Write out, exactly and in full, the records given below, but not their pictures.

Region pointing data
◆ ◆ ◆ ◆ ◆

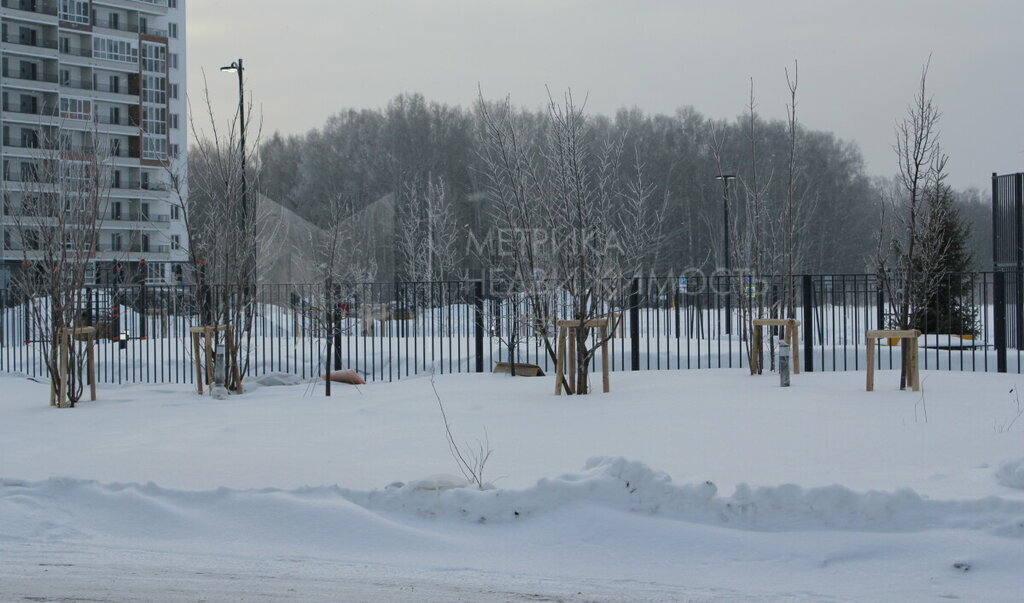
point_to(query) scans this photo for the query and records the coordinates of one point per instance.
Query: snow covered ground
(820, 491)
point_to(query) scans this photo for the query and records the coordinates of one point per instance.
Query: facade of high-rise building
(99, 84)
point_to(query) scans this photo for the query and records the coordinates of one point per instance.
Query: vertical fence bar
(635, 326)
(808, 325)
(478, 327)
(999, 326)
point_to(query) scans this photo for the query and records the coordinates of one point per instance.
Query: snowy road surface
(678, 485)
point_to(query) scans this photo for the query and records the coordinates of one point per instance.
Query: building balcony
(102, 87)
(26, 45)
(31, 81)
(37, 10)
(134, 220)
(146, 6)
(127, 27)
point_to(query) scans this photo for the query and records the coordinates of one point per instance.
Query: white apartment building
(103, 75)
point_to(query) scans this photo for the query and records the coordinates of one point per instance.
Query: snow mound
(631, 486)
(272, 380)
(67, 508)
(1012, 474)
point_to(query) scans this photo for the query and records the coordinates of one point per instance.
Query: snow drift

◆ ◆ ◆ ◆ ◆

=== Expected answer ===
point_to(query) scans this photo for the query and records the coordinates of one point per instance.
Query: snow covered ground
(820, 491)
point_to(query) scans this photo for the query and records the coordinates of one point per instance.
Query: facade of high-rise building
(99, 84)
point_to(query) scans this photo for the query and records the coordinates of one point per instance.
Query: vertical fence bar
(635, 326)
(808, 325)
(478, 327)
(999, 326)
point_to(query) scans this photo for the query and records the coordinates of one point per instance.
Query: snowy road surface
(678, 485)
point_to(query) scans this photo for the query and records the coordinates of one point per instance.
Query: building balcony
(102, 87)
(26, 45)
(31, 81)
(37, 10)
(134, 220)
(146, 6)
(127, 27)
point_to(query) scans this photo for the query and records the coordinates of one point per instance.
Query: white apartment building
(103, 75)
point_to(query) scans this photo for the query and records the coordinates of one point per instance.
Query: snow mound
(631, 486)
(272, 380)
(67, 508)
(1012, 474)
point_to(query) scans this photo for the query and records the coordinates of one point per instance.
Query: snow drift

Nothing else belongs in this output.